Document text
/---

They just want to have a chance of a good life with same opportunities as
anyone else while minimizing any significant, rather than made-up, abuses. So,
they focus on issues most likely to harm or help them instead of gender
politics as usual.

Thing that jumped out at me was that the writer implied women were stupid for
thinking voting for Hillary was voting for "the Establishment." Hillary
allegedly started in Watergate, tried to strip Constitutional protections in
various ways, supported the torture program, supports dragnet spying, and
recently (with Trump) mocked the concept of free speech. Most of her actions,
like other tyrants, remove power from the voter and consolidate it in the
federal government. So, yes, she's very Establishment and in pretty bad ways.

Good to see a lot of women are noticing that. Maybe they'll vote better women
into office or end up being one themselves.

\---

Data provided
/---

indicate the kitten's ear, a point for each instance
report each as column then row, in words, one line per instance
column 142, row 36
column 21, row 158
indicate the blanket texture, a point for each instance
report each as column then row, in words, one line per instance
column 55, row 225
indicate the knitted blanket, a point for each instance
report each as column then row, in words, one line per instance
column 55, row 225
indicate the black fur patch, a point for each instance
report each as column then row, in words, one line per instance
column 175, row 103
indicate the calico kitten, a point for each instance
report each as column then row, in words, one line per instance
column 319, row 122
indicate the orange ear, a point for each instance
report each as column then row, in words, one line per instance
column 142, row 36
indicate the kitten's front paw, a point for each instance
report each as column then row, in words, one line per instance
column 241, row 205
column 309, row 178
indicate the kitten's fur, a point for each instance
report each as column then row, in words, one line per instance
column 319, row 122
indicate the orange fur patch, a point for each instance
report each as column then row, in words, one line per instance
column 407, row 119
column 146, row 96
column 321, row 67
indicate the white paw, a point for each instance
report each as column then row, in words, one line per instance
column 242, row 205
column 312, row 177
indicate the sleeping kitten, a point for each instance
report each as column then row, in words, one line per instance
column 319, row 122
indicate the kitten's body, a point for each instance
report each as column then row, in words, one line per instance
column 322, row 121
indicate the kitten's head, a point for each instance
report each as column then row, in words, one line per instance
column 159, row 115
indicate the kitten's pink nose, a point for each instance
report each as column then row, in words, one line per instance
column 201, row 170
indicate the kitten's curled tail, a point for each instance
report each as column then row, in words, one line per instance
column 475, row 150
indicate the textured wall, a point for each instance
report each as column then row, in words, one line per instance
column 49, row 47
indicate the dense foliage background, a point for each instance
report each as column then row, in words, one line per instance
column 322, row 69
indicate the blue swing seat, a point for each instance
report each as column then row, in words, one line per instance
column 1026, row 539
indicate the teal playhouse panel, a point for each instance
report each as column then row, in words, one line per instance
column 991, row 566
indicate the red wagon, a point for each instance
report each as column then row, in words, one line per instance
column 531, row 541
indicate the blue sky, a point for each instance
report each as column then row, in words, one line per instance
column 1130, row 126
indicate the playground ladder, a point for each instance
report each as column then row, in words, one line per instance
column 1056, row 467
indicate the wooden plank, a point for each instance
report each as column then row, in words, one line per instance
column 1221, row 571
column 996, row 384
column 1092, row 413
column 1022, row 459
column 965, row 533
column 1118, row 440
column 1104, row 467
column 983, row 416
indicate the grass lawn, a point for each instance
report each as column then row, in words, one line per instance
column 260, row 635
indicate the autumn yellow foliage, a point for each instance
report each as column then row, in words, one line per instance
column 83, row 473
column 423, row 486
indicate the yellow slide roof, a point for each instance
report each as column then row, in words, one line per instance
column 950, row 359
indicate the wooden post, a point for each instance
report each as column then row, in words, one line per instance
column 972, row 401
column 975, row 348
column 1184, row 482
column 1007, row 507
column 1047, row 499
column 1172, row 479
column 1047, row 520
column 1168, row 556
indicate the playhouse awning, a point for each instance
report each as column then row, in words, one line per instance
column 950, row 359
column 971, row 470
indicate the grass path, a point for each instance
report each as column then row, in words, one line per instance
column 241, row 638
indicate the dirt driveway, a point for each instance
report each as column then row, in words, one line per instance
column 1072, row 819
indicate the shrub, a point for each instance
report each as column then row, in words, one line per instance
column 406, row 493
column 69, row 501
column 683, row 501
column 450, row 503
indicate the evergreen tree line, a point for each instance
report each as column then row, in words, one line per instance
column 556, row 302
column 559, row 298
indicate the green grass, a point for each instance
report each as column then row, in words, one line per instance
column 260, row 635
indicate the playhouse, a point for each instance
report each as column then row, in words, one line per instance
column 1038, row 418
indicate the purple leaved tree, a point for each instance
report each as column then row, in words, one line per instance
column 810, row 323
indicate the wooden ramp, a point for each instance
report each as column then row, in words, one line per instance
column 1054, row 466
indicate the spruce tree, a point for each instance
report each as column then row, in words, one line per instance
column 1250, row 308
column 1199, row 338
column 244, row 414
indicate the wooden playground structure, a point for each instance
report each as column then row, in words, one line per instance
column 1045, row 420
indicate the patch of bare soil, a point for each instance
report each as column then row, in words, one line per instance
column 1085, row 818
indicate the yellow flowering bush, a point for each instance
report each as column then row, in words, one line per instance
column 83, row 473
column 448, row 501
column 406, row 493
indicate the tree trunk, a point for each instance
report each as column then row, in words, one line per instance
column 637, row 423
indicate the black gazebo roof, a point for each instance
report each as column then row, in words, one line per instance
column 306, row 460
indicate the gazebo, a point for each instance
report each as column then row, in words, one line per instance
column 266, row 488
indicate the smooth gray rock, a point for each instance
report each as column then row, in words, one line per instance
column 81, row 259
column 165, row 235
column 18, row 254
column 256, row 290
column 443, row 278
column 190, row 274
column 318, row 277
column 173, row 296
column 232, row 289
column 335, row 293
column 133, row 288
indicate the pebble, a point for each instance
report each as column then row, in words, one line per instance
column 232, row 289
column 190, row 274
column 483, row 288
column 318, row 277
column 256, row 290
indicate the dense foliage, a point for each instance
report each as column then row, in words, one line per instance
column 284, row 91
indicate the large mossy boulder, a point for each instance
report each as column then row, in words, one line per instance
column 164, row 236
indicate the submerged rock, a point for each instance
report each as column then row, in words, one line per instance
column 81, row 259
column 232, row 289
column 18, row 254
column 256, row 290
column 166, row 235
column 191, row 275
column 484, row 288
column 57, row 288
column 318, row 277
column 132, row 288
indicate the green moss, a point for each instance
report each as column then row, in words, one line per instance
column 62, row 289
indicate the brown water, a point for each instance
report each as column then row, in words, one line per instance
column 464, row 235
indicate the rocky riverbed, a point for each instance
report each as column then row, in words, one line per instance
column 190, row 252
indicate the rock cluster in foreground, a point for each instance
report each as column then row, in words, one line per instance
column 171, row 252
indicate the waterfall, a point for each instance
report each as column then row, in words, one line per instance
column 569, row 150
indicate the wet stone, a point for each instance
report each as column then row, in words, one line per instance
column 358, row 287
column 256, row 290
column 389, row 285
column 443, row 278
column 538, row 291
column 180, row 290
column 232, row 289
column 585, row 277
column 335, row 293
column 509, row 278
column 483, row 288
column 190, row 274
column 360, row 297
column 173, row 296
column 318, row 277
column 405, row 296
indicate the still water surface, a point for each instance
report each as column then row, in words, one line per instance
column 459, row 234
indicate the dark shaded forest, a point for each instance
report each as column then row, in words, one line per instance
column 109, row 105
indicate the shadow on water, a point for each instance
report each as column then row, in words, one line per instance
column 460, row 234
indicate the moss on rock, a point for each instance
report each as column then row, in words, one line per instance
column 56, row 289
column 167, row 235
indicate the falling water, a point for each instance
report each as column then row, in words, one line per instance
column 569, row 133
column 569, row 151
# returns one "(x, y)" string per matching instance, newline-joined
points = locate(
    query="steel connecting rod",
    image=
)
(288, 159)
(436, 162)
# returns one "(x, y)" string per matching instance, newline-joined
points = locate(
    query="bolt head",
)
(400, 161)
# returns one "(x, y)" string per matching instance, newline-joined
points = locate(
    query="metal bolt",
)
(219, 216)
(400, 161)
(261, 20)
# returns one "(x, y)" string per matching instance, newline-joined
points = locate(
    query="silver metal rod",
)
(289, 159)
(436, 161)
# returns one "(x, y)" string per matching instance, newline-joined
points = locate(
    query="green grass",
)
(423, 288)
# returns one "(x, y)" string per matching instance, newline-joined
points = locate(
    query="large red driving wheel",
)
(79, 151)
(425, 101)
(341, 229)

\---

Problems and tasks
1. List every action or position that the forum comment on women voters and Hillary attributes to Hillary.
2. Write the next part of the forum comment on women voters and Hillary, starting after its final sentence.

Solved problems
1.
- Allegedly started in Watergate
- Tried to strip Constitutional protections in various ways
- Supported the torture program
- Supports dragnet spying
- Recently (with Trump) mocked the concept of free speech

2.
------
michaelbuddy
That's because a lot of women actually like men, The majority do. And the
majority of men and women in western countries respect each other. And they
don't see the premise invented by modern feminists. A premise that sadly PBS
is also trying to push as well on their various cool hip properties. The
conspiracy of the patriarchy just doesn't hold up.

And people are discovering thankfully so that the most toxic people are modern
feminists. Look at various movements that have been hijacked by feminism.
Occupy wallstreet, the skeptic movement, video gaming and feminism itself have
been ruined by feminism.

If you want a better layout of the problem of feminism, see the recent videos
by Thunderf00t.

The sad thing is how modern feminists claim that in western cultures men hate
women, but these same feminists completely ignore and therefore give a pass to
muslim countries, where they actually should be campaigning for rights.

------
justinclift
The whole article seems to take the approach that these young women are wrong,
and don't know what they're doing.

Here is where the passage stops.